§ **Your task**:
Rewrite the part of the entries that opens with the line containing "Spot the reflection" and runs through the end of the entries, changing "Spot" to "Locate" and keeping everything else the same. Leave the pictures out.

Object position labeling entries:

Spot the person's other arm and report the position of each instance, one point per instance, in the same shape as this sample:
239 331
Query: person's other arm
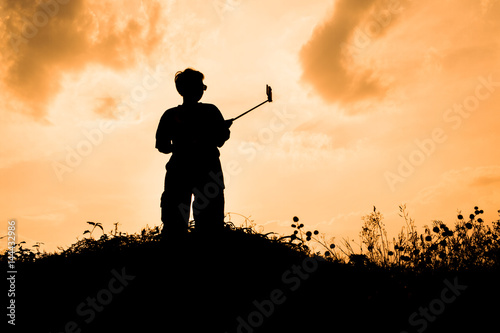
164 136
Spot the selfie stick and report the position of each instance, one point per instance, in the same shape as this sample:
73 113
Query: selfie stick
269 93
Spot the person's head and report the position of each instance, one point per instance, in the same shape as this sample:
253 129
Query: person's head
189 84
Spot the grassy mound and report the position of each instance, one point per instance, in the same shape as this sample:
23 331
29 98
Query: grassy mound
242 281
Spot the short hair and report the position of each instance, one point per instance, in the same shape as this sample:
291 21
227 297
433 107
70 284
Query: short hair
186 79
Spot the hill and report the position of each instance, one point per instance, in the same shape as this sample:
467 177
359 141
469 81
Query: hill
241 282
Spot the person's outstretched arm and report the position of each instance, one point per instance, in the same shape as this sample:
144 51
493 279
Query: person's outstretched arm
222 131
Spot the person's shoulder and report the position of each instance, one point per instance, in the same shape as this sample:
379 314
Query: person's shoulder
170 112
209 107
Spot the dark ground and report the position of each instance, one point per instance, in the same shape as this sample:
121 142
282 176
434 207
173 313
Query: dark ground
231 286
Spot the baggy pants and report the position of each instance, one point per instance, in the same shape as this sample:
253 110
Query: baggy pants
207 185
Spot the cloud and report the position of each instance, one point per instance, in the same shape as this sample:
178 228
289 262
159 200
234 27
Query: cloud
41 41
325 62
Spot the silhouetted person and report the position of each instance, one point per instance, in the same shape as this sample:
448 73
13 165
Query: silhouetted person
192 132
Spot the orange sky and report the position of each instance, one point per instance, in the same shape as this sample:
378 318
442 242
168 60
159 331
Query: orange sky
377 102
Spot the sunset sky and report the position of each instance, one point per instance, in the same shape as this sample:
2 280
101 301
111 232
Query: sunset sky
377 103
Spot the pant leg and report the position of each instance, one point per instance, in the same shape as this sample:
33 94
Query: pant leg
175 204
208 206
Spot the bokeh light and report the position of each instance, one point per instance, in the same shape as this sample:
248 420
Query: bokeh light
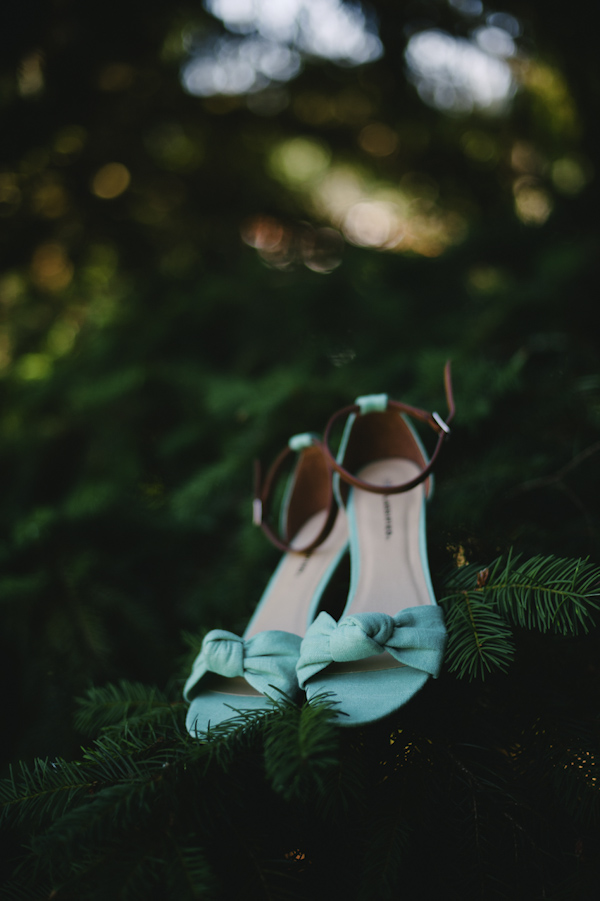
268 41
459 75
111 181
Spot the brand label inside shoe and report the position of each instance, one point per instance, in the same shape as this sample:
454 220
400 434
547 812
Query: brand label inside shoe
387 513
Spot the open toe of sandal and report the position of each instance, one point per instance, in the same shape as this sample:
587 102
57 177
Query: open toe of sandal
249 673
391 636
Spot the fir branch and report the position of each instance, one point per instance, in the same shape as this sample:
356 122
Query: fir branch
385 850
551 594
118 706
479 640
122 806
301 748
44 791
188 871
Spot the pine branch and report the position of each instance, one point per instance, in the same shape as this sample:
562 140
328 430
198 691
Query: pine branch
549 594
43 792
479 640
301 748
386 848
125 704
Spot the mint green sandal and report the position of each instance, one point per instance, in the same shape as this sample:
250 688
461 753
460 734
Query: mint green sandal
233 673
392 637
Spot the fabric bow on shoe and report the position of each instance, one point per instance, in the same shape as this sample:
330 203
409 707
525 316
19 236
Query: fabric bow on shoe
415 637
266 660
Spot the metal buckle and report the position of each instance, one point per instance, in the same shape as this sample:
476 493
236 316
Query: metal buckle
441 423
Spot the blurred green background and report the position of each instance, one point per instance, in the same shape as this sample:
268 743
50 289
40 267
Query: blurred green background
223 221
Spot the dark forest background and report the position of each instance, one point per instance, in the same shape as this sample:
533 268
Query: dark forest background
188 276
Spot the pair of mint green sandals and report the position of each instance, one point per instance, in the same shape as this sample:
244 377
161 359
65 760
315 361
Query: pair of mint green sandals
391 637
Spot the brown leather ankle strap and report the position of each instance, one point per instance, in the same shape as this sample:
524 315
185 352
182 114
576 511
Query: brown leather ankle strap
263 496
434 420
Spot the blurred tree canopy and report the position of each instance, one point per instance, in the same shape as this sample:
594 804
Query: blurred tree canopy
219 223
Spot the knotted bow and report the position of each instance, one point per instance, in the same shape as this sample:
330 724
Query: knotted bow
267 659
415 637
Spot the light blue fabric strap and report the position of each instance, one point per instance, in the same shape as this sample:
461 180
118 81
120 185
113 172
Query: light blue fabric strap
372 403
415 637
266 659
303 440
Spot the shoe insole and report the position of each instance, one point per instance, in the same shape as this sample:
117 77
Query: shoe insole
391 570
287 603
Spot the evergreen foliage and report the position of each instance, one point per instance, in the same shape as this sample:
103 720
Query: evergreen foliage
152 346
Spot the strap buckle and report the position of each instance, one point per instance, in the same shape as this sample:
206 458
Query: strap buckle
444 427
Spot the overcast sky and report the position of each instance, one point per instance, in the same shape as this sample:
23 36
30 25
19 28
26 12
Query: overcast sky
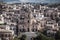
42 1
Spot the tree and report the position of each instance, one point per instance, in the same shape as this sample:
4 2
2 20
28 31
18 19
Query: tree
57 36
23 37
16 38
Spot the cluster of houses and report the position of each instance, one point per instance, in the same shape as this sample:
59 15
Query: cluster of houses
22 17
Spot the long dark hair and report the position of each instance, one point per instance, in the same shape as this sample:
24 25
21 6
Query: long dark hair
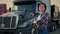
41 3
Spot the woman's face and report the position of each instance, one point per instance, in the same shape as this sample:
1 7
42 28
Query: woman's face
41 8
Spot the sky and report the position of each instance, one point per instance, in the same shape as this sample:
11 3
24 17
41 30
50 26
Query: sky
10 3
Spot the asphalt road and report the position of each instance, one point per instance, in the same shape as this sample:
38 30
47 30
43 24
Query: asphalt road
55 32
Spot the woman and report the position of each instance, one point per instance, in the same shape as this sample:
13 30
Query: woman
42 19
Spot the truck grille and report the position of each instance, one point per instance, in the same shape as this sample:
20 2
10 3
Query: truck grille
8 22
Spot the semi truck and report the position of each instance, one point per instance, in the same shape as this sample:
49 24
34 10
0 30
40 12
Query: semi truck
3 8
54 17
19 20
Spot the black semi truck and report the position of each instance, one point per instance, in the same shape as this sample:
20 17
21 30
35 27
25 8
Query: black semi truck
19 20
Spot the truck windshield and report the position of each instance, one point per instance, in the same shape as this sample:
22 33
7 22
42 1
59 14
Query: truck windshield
25 8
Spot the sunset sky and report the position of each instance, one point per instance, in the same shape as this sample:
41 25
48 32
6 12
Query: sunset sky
10 3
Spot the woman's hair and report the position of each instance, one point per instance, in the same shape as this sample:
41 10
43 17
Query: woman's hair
41 3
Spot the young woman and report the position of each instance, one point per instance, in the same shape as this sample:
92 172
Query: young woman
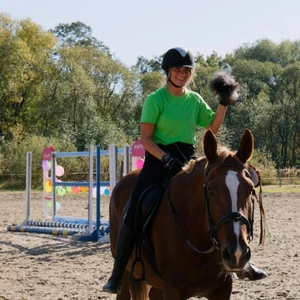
169 120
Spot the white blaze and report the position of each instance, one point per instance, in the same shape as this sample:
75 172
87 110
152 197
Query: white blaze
232 183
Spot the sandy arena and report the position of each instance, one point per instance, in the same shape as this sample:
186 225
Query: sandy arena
43 267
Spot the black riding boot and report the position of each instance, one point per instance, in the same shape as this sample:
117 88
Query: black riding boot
252 273
125 244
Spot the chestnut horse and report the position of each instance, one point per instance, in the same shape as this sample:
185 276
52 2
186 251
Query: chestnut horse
201 230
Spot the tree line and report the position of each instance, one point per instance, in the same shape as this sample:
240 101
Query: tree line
65 86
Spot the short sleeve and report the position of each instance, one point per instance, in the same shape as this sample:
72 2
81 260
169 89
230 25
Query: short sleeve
151 110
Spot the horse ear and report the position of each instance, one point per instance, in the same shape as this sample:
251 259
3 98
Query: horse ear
210 145
246 147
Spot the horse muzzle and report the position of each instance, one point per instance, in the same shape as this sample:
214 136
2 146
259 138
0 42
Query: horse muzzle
235 258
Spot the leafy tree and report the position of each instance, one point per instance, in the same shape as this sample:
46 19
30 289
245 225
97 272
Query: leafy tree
78 34
24 56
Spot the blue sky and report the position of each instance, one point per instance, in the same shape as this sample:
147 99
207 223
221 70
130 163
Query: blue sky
135 27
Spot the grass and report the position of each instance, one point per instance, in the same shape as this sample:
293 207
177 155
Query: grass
283 189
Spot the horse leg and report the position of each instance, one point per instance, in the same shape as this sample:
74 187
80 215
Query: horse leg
223 290
124 293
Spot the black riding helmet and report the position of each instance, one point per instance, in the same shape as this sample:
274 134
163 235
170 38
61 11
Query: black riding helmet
177 57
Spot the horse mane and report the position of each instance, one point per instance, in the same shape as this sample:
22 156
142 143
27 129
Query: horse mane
223 154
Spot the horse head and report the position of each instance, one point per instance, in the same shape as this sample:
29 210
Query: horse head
229 199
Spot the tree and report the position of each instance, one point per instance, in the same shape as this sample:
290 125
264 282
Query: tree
25 50
78 34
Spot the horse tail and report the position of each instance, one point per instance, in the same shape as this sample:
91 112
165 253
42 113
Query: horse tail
139 290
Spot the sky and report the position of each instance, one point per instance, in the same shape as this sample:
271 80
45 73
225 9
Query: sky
149 28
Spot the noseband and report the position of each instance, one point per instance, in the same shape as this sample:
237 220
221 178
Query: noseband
214 227
231 217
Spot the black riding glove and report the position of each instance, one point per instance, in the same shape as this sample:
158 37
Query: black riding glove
171 163
225 88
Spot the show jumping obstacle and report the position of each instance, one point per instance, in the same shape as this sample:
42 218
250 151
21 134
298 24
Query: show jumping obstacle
81 229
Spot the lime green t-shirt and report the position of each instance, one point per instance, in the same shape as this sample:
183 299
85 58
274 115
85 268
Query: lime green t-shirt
176 118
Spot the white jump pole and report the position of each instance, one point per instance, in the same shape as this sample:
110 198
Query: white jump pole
28 184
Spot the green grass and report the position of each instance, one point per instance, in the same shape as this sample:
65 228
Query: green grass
284 189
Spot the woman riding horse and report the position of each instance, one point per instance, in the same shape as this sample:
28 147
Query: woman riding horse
170 116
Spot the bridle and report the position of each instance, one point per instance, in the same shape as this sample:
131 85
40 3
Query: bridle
214 227
235 216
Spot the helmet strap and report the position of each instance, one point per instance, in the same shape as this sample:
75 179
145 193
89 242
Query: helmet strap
175 85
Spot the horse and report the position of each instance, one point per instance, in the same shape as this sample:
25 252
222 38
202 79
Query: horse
202 227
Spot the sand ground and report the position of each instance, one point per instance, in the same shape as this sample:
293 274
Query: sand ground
39 266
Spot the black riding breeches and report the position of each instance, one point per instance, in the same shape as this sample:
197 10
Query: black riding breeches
153 172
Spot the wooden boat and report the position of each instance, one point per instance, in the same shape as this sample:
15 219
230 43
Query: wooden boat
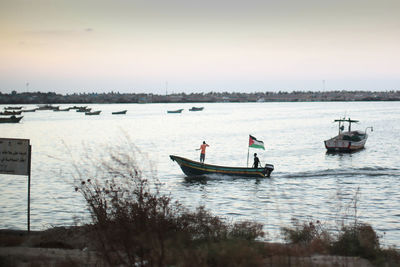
12 108
9 113
48 107
194 168
347 141
83 109
29 110
12 119
119 112
61 109
196 109
93 112
175 111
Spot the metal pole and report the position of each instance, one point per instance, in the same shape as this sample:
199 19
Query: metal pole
29 189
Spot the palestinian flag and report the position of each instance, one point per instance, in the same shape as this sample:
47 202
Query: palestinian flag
254 143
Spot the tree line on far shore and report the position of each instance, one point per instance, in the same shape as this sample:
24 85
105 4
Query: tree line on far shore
210 97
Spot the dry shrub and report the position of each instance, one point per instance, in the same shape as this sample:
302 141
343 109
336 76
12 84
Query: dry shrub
357 240
310 234
137 225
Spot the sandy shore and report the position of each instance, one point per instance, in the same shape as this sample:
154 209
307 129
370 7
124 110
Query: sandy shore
73 247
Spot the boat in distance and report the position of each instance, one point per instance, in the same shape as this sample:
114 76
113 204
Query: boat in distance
12 119
119 112
93 112
347 141
194 168
175 111
196 109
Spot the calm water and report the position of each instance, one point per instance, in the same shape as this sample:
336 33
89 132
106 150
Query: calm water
307 183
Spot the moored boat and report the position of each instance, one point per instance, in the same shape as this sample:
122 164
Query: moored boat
93 112
119 112
29 110
48 107
13 107
12 119
9 113
61 109
83 109
347 141
196 109
194 168
175 111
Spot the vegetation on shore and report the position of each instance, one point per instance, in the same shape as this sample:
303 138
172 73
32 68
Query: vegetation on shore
134 224
210 97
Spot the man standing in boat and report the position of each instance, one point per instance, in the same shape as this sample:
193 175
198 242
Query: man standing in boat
203 151
256 161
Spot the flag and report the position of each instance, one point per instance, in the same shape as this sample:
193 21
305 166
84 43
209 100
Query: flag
254 143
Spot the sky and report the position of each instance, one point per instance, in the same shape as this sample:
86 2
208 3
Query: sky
174 46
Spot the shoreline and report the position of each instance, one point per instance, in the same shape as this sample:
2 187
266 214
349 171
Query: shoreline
73 246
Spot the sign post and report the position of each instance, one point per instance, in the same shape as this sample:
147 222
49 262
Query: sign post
15 159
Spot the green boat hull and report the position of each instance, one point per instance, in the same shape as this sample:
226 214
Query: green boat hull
194 168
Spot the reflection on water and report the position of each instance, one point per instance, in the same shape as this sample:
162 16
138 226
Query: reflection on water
307 182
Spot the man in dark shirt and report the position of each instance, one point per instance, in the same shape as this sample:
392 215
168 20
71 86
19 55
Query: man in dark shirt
256 161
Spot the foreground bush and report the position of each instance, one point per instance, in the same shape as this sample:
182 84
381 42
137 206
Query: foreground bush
357 239
136 224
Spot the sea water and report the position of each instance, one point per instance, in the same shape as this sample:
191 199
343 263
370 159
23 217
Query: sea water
307 183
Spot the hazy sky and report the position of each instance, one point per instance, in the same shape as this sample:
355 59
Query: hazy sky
189 46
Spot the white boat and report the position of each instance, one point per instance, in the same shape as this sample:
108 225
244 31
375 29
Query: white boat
347 141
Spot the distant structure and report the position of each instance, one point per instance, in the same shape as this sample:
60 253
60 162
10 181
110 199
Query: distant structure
112 97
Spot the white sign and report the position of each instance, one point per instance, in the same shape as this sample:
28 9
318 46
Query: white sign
14 156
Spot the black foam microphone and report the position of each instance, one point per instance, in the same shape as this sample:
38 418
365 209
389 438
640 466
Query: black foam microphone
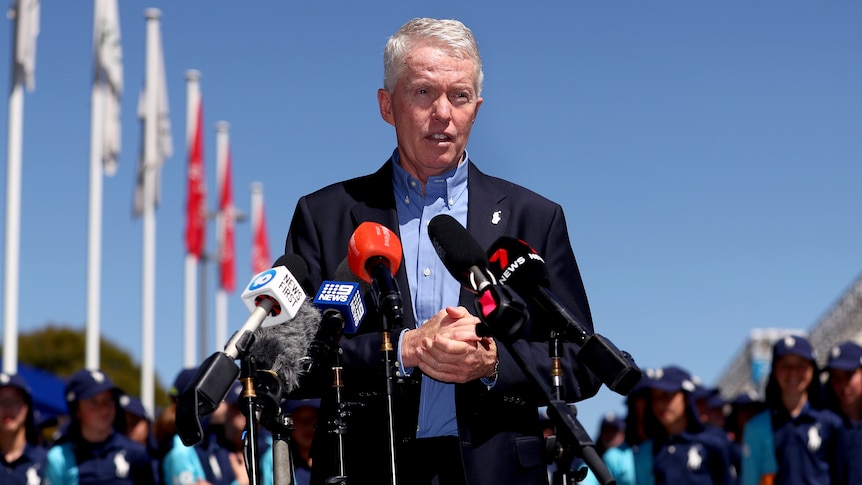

§ **Output of the exercise**:
Locate the reflection on water and report the position of each instance, one point per instance, in the same shape as this sample:
162 16
138 226
Query: reflection on water
307 182
Locate the man in dark shirt and report the position of each instance, one point per instance, in the same shape as this sample:
392 215
168 20
71 86
19 55
Query: man in dark shirt
256 161
Locate the foreground bush and report the position of each instance, one point per instance, in the same shape as this sample:
182 84
381 42
137 206
Query: foreground bush
357 239
136 224
Locate the sea water and report the position of each instance, one point per instance, in the same shape as this sample:
191 199
343 263
370 159
23 217
Query: sea water
307 183
Locate the hazy sky and report the position of each instance, one point per instance, in the same shape as this sample:
355 59
Query: hazy sky
189 46
Locate the white boat and report the position of each instance, one point per instance, in the same shape as this sample:
108 225
244 31
375 29
Query: white boat
347 141
Locate the distant structure and report the position of each instance, one point per instance, in the same shape as this sample:
60 253
60 162
10 181
110 199
Query: distant structure
112 97
Locate the white sign and report the position of each instance, one point per instance, in the same shape as this sample:
28 9
318 46
Query: white sign
14 156
Locate the black foam microphone and report the position of each instance, one point per instance, in the same shape as this sample:
38 418
365 209
389 438
640 466
Query: black foam microphone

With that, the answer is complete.